■ **The request**: The records below are to be repeated in full, exactly as they are.

■ **Pointing and labeling entries**:

━━━

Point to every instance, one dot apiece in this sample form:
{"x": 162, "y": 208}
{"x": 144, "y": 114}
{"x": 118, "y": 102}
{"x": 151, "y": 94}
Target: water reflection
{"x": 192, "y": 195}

━━━

■ **Correct output**:
Point to every instance, one dot apiece in this sample form:
{"x": 162, "y": 208}
{"x": 144, "y": 114}
{"x": 118, "y": 102}
{"x": 151, "y": 94}
Target: water reflection
{"x": 192, "y": 195}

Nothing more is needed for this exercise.